Document segment:
^^^^
“Let them kill, skin, and sell until the buffalo is exterminated, as it is the only way to bring lasting peace and allow civilization to advance.”
— General Philip Sheridan
Before white settlers began to push into the vast West in large numbers, an estimated 50-60 million buffalo freely roamed the Great Plains. American Indians hunted them for food and other necessities, and a harmonious ebb and flow between man and beast prevailed.
However, after the Civil War, that would change as more and more people moved westward. As a result, new army posts were established, and to supply those many soldiers, the army contracted with local men to supply buffalo meat to feed the troops.
At about the same time, the iron horse began to blaze a trail into the west, and these construction men had to be fed. Adding to the need for food, people back east demanded buffalo robes used as coats and lap robes when riding in sleighs and carriages. These events put many a man to work as buffalo hunters.
Leavenworth, Kansas, became a trading center for the buffalo hides, and tanneries found even more uses for the material, such as making drive belts for industrial machines and grinding buffalo bones into fertilizer. In some places, buffalo tongues became a delicacy in fine restaurants. Soon, the demand for buffalo increased so much that year-round work became available for buffalo hunters.
This, all occurring when the economy was depressed after the Civil War, led many a tough man to earn his living as a buffalo hunter. Armed with powerful, long-range rifles, individual hunters could kill as many as 250 buffalo daily. Tanneries paid as much as $3.00 per hide and 25¢ for each tongue, which made a nice living for hundreds of men, including Wyatt Earp, Bat Masterson, Pat Garrett, Wild Bill Hickok, and William F. Cody, to name a few. Unfortunately, once these hides and tongues were taken from the carcasses, the edible buffalo meat was often left to rot on the Plains. By the 1880s, over 5,000 hunters and skinners were involved in the trade.
^^^^
Material:
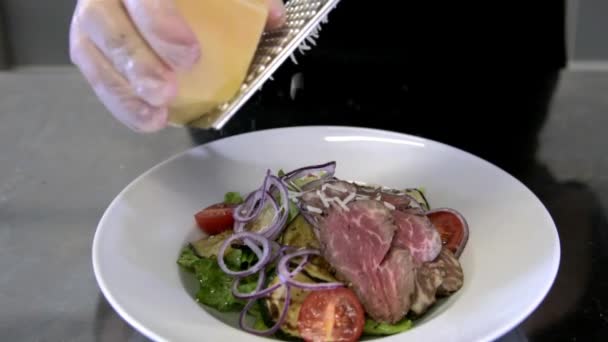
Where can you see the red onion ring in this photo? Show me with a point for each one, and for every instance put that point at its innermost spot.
(465, 227)
(257, 293)
(330, 168)
(263, 258)
(287, 278)
(276, 326)
(253, 204)
(275, 228)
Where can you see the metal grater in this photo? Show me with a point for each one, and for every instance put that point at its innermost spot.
(303, 19)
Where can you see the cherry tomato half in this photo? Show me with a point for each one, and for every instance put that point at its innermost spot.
(331, 315)
(450, 227)
(215, 219)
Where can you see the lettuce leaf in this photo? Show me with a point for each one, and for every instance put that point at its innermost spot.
(216, 286)
(233, 198)
(380, 328)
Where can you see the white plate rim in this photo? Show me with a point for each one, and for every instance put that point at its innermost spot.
(495, 334)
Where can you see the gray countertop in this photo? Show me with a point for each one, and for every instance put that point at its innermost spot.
(63, 159)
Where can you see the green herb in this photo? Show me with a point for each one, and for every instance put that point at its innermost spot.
(216, 286)
(238, 259)
(293, 212)
(187, 259)
(379, 328)
(210, 245)
(233, 198)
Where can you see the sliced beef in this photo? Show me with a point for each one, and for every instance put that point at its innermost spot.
(417, 234)
(358, 243)
(427, 282)
(402, 202)
(441, 277)
(451, 270)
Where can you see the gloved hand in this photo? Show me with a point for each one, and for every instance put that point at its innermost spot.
(129, 52)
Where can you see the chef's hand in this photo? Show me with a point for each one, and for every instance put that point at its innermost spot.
(129, 52)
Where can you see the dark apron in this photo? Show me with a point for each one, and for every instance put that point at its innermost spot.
(478, 76)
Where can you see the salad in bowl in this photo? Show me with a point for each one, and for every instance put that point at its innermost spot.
(309, 256)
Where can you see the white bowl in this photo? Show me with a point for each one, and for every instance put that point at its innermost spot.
(510, 262)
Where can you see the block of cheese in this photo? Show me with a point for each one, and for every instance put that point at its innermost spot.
(229, 32)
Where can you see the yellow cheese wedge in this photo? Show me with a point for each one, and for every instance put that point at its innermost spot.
(229, 32)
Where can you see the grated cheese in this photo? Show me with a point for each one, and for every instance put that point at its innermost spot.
(333, 187)
(389, 205)
(323, 198)
(314, 209)
(350, 197)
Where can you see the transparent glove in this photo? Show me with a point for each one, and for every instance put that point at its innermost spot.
(129, 52)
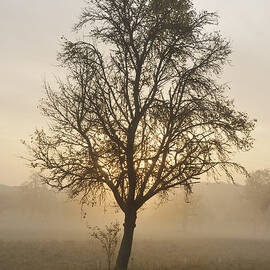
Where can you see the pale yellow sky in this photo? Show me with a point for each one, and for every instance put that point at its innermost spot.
(30, 37)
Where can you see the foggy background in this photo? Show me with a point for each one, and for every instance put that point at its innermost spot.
(32, 212)
(30, 39)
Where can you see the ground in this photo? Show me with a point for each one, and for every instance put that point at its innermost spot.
(180, 254)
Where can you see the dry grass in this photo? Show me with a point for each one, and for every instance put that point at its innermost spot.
(183, 254)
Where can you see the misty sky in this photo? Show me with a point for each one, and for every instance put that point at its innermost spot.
(30, 38)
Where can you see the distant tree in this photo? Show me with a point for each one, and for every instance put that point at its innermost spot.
(257, 190)
(140, 112)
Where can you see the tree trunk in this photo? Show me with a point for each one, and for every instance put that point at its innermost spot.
(126, 244)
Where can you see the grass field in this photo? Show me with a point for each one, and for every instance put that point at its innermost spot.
(184, 254)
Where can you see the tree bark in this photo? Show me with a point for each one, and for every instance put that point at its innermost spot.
(126, 244)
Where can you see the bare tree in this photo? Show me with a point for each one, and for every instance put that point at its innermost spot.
(140, 112)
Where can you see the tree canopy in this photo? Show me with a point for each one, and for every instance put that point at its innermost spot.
(141, 111)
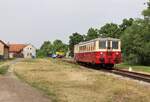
^^^^
What to work on:
Answer these from the buffalo hunting text:
1. How many buffalo are estimated to have roamed the Great Plains before large numbers of settlers moved west?
2. Which town became a trading center for buffalo hides?
3. What was the most tanneries paid for each hide?

Reply to the exercise:
1. An estimated 50-60 million.
2. Leavenworth, Kansas.
3. $3.00 per hide.